Text segment:
*****
During the summer, one would expect mothers of rising sixth-graders to try to make whatever time they get to spend with their children as fun and relaxing as possible. Unfortunately, this is not the case in China, where mothers of rising middle-schoolers, and the children themselves, must wear themselves out in the summer months preparing for the coming academic year.
This is not an optional practice preoccupying only the most ambitious Chinese. It is a burden for almost all families because only the top half of all middle-school graduates are admitted to an academic high school, ensuring eligibility for university. Intense competition filters all the way down to elementary-school students. Teachers and schools are under pressure to deliver high rates of admission to academic high schools. To maximize the chances of success in an exam that would not take place until the ninth grade, many schools give incoming sixth-graders’ families course materials for the entire middle-school curriculum to work through over the summer.
The burden of teaching and cajoling the children to sit and study for hours each day falls disproportionately on mothers, many of whom might already have a demanding job. Chinese fathers traditionally contribute little to childcare, and the material is too difficult for most grandparents or other childcare providers. Many mothers even take online courses, recommended by their child’s school, to learn how to teach it. Regardless of whether a mother is a chief executive officer or a grocer who already works 60-hour weeks, she is likely to spend her summer nights toiling away at middle-school geometry.
Illustration: Mountain People
Little wonder that Chinese fertility rates have reached record lows — one child per woman in 2023 — or that a growing share of young women do not want to become mothers. In one popular online survey, more than 60 percent of (mostly female) respondents, aged 18 to 35, said they do not want to be parents, citing the high costs of raising children, doubts about their children’s future economic prospects and the physical pain of childbirth.
*****
Data under study:

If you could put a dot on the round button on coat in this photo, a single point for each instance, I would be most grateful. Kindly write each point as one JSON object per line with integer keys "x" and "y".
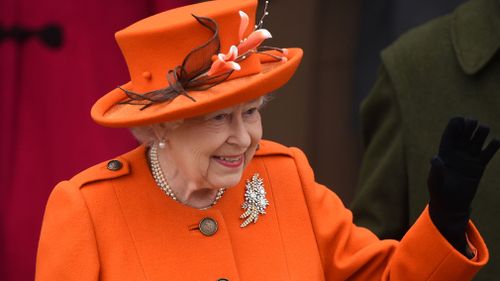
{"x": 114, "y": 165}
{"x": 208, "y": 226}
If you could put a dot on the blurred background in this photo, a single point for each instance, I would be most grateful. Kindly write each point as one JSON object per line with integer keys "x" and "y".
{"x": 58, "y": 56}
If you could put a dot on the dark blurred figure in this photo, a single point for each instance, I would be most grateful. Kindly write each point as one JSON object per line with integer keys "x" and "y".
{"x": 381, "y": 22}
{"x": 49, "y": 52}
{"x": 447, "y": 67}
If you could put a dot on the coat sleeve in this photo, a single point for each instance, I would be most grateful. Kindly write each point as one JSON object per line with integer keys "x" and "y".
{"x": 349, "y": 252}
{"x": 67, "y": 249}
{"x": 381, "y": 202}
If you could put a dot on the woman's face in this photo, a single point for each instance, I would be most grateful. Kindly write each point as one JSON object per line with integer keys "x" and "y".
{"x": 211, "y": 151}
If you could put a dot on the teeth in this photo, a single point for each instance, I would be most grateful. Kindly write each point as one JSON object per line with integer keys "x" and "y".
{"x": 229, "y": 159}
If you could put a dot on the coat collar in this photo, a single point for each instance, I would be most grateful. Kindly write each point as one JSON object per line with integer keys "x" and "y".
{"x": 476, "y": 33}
*****
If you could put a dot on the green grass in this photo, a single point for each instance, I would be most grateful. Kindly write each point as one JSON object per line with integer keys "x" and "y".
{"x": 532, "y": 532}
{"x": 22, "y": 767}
*****
What you will do:
(1) List every reason that respondents to the online survey in the passage on Chinese mothers gave for not wanting to be parents.
(2) From the passage on Chinese mothers, copy the stretch that starts at the words containing "This is not an" and runs through "over the summer.".
The entries have nothing to do with the passage on Chinese mothers.

Outputs in order:
(1)
- The high costs of raising children
- Doubts about their children's future economic prospects
- The physical pain of childbirth

(2)
This is not an optional practice preoccupying only the most ambitious Chinese. It is a burden for almost all families because only the top half of all middle-school graduates are admitted to an academic high school, ensuring eligibility for university. Intense competition filters all the way down to elementary-school students. Teachers and schools are under pressure to deliver high rates of admission to academic high schools. To maximize the chances of success in an exam that would not take place until the ninth grade, many schools give incoming sixth-graders’ families course materials for the entire middle-school curriculum to work through over the summer.